**Instructions to follow:** Copy out each of the items below word for word, leaving out the pictures.

**Material to process:**
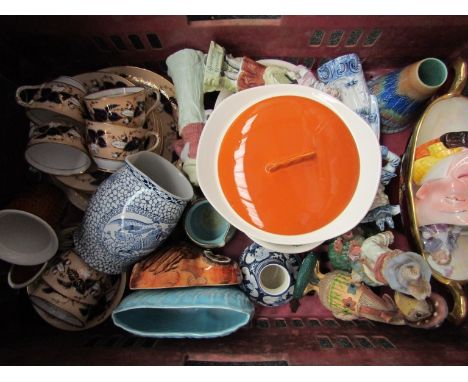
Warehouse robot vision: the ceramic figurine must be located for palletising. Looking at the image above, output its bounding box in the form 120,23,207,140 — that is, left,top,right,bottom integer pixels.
317,53,380,139
27,250,125,330
112,286,254,338
361,146,400,231
369,58,448,134
353,231,431,300
415,150,468,226
203,41,299,93
239,243,300,306
290,253,405,325
16,76,86,127
74,151,193,274
130,245,242,289
166,49,206,186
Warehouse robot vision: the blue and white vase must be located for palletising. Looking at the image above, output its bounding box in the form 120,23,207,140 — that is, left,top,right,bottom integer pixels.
317,53,380,138
74,151,193,274
239,243,301,306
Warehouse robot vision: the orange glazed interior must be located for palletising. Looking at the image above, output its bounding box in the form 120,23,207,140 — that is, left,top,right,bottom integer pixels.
218,96,359,235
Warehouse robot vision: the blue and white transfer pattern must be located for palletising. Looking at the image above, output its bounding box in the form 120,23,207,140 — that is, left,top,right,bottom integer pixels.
317,53,380,138
74,163,187,274
239,243,301,306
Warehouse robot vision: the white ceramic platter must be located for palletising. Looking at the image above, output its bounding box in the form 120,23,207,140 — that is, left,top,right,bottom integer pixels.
26,273,127,332
0,210,58,265
72,72,135,94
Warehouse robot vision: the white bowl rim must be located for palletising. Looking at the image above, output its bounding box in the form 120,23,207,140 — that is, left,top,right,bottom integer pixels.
196,85,382,245
0,209,59,265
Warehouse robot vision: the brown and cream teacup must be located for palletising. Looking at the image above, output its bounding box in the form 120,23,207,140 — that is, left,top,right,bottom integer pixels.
16,76,86,125
85,86,161,128
86,120,161,172
25,122,91,176
42,250,112,305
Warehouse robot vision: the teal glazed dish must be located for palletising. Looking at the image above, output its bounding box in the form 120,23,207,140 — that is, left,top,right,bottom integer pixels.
112,287,254,338
184,199,236,249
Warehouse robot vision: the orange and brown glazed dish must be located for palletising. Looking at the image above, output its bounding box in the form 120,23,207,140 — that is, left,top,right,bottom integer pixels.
218,96,359,235
130,245,242,289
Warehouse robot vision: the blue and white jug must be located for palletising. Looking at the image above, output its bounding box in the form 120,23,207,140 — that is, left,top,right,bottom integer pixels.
74,151,193,274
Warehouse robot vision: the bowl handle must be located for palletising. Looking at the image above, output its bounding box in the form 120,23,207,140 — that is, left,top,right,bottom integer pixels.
289,252,322,313
432,273,467,325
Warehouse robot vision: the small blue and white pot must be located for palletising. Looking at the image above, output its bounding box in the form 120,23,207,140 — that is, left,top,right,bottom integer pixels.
239,243,301,306
74,151,193,274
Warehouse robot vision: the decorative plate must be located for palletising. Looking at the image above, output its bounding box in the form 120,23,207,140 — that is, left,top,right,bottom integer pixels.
100,66,178,162
55,164,111,193
400,59,468,323
26,273,127,331
72,72,135,94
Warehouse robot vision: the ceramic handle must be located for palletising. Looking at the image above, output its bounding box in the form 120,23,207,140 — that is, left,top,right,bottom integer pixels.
146,89,162,114
449,58,468,96
15,85,42,107
146,131,161,151
290,252,319,312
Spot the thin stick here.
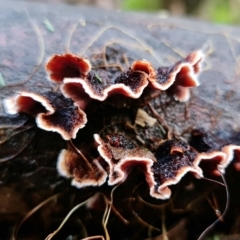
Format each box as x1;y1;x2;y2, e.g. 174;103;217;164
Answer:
66;21;79;53
45;198;90;240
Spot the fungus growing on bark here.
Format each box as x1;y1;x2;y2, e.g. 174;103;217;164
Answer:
148;140;202;199
57;149;107;188
94;134;156;185
46;53;91;83
132;51;203;102
190;129;229;176
4;92;87;140
61;69;148;101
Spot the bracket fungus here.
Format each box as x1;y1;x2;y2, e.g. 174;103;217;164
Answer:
57;149;107;188
4;47;240;199
4;92;87;140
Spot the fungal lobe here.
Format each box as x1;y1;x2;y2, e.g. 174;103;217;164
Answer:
57;149;107;188
4;91;87;140
94;134;156;185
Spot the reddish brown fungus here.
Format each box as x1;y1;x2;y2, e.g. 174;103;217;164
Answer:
148;140;202;199
57;149;107;188
4;92;87;140
94;134;156;185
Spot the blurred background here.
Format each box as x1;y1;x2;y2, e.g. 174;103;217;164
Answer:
17;0;240;24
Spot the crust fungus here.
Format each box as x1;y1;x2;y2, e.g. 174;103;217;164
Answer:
46;53;91;83
62;69;148;101
57;149;107;188
94;134;156;185
46;51;203;108
148;140;202;199
4;92;87;140
190;129;240;176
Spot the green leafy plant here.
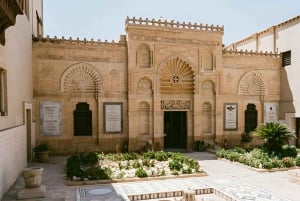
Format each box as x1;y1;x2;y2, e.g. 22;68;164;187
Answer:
135;167;148;177
33;143;49;152
255;122;295;154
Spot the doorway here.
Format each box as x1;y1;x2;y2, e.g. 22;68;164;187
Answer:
296;118;300;147
26;109;32;162
164;111;187;149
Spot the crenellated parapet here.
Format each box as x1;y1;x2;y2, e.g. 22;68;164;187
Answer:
125;16;224;33
32;35;126;46
223;49;280;57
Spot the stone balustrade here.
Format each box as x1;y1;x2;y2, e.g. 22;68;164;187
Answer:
125;16;224;33
32;35;126;46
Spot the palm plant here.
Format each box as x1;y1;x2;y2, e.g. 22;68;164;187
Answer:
255;122;296;154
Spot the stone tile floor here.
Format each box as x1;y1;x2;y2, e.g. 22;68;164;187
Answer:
2;152;300;201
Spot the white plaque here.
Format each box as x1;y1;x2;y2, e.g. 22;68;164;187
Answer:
104;103;122;133
264;103;278;123
40;102;61;135
224;103;237;130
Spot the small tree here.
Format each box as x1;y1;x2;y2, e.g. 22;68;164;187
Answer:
255;122;296;154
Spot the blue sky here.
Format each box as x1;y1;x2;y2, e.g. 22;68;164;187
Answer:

**Task solution:**
Warehouse robot vision: the ceramic figurine must be located for palletising. Looking at the image above, output its bounding box in the form 120,23,207,140 — that is, left,top,right,bottom integer pixels.
317,53,380,139
27,250,125,330
112,286,254,338
361,146,400,231
369,58,448,134
353,231,431,300
415,150,468,226
203,41,299,93
239,243,300,306
290,253,405,325
16,76,86,127
74,151,193,274
130,245,242,289
166,49,206,186
Warehouse robot vision: the blue and white vase must be located for palletising. Looking at the image above, output its bounding box in the form 120,23,207,140 — that is, left,top,right,bottom integer pixels.
317,53,380,138
74,151,193,274
239,243,301,306
Warehouse robot vision: the orange glazed interior must be located for palletising. Looking at the image above, output its bounding box in the form 120,23,207,140 — that is, left,top,right,bottom integer pixels.
218,96,359,235
Warehouse robot vision: the blue and white transfer pattern must be located for palletising. Looking at the image above, output its bounding box in the form 120,23,207,140 — that is, left,top,right,bottom integer pixels.
317,53,380,138
74,163,187,274
239,243,301,306
Warehouse robot vision: the white ceramic platter must be located for palletising. Looking at the image above, output its bounding box in the form 120,23,207,140 — that is, left,top,right,bottom integer pixels.
26,273,127,332
0,210,58,265
72,72,135,94
Warehouse robot vision: the white bowl rim must be located for palletising. Looking at the image above, output its bounding box in the form 120,23,207,140 — that is, left,top,right,bottom integer pixels.
196,85,382,245
0,209,59,265
Warehouse robot vision: the brown and cream teacup must be located for palletising. Looking at the image above, output its bounding box in the form 120,23,207,140 — that is, left,top,right,bottom integer pixels.
16,76,86,125
85,86,161,128
86,120,161,172
25,122,91,176
42,250,112,305
Warehouse robot vision: the teal glazed dish must be located for palletising. Looking at the image above, output its bounding box in the form 120,23,207,140 — that is, left,top,right,bottom integer pixels.
112,287,254,338
184,199,236,249
Warehouse robot vision: the orange and brown glazed dish must be located for palletising. Looking at the image above, output its bounding box in the form 120,23,207,140 — that is, left,top,right,bottom integer pixels.
218,96,359,235
130,245,242,289
Warehouse robot vision: the blue and white jug must be located for palletising. Looking at the image above, output its bounding box in the form 120,23,207,140 — that is, left,top,right,bottom integer pixels.
74,151,193,274
Warehouse robot vision: the bowl handle must be located for palletising. Looking at the image above, output its bounding box in the form 120,23,207,140 — that is, left,top,right,bottom integer pixels.
289,252,322,313
432,273,467,325
Warehouse robot vision: the small blue and white pot must be located for palletising. Looking at the image above, output its bounding box in the form 120,23,207,140 — that is, left,top,right,bottom integer pixels.
239,243,301,306
74,151,193,274
Warehouse robot vision: the decorative plate must be located for palletising. Looking at the image above, output its bounding box in the form 120,23,207,140 — that is, left,top,right,bottom integer pixels.
100,66,178,162
55,164,111,193
400,59,468,323
26,273,127,331
72,72,135,94
Warehouse robot vision: the ceramic handle must be located for palletising. Looking at the image above, output its bounding box in the form 120,23,207,140 — that is, left,top,right,bottom integer pixels.
146,89,162,114
449,58,468,96
15,85,42,107
146,131,161,151
290,252,319,312
Spot the thin stick here.
Format each box as x1;y1;x2;y2, e.g. 174;103;217;164
Answer:
66;21;79;53
45;198;90;240
Spot the fungus growing on bark here.
Format each box as x1;y1;x2;y2, e.g. 174;103;217;164
Answer:
148;140;202;199
57;149;107;188
94;134;156;185
46;53;91;83
132;51;203;102
190;129;229;176
4;92;87;140
61;69;148;101
Spot the bracket fungus here.
Format each box as x1;y1;x2;y2, e.g. 174;103;217;164
Answer:
57;149;107;188
4;47;240;199
4;92;87;140
Spot the fungal lobe here.
Format each box as x1;y1;x2;y2, e.g. 174;103;217;164
Answer:
57;149;107;188
4;91;87;140
94;134;156;185
Spot the reddish brown fungus here.
Format each box as x1;y1;x2;y2, e.g. 174;103;217;164
Answer:
148;140;202;199
57;149;107;188
4;92;87;140
94;134;156;185
Spot the blurred background here.
Format each box as x1;y1;x2;y2, e.g. 174;103;217;164
Answer:
17;0;240;24
Spot the crust fungus here.
Format each box as x1;y1;x2;y2, e.g. 174;103;217;164
Answer:
46;53;91;83
62;69;148;101
57;149;107;188
94;134;156;185
46;51;203;108
148;140;202;199
4;92;87;140
190;129;240;176
Spot the green leafy plant here.
Format each box as x1;y1;x2;y2, e.g. 22;68;164;187
Answer:
135;167;148;177
33;143;49;152
255;122;295;154
Spot the doorway here.
Format each box as x1;y1;x2;y2, e.g. 22;68;164;187
Answer:
296;118;300;147
26;109;32;162
164;111;187;149
Spot the crenellated parapet here.
Format each box as x1;y1;x2;y2, e.g. 22;68;164;187
Answer:
125;16;224;33
32;35;126;46
223;49;280;57
Spot the stone balustrade here.
Format each box as x1;y1;x2;y2, e.g. 22;68;164;187
Answer:
125;16;224;33
32;35;126;46
Spot the palm plant here.
Format each box as x1;y1;x2;y2, e.g. 22;68;164;187
Answer:
255;122;296;154
Spot the stone tile floor here.
Format each box as x1;y1;x2;y2, e.g. 22;68;164;187
Answer:
2;152;300;201
Spot the white plaque here.
Format each box as x1;y1;x2;y2, e.g. 22;68;164;187
Answer:
104;103;122;133
264;103;278;123
40;102;61;135
224;103;237;130
Spot the small tree here.
Format each box as x1;y1;x2;y2, e.g. 22;68;164;187
Answer:
255;122;296;154
Spot the blue sky here.
Format each box as x1;y1;x2;y2, e.g. 22;68;164;187
Answer:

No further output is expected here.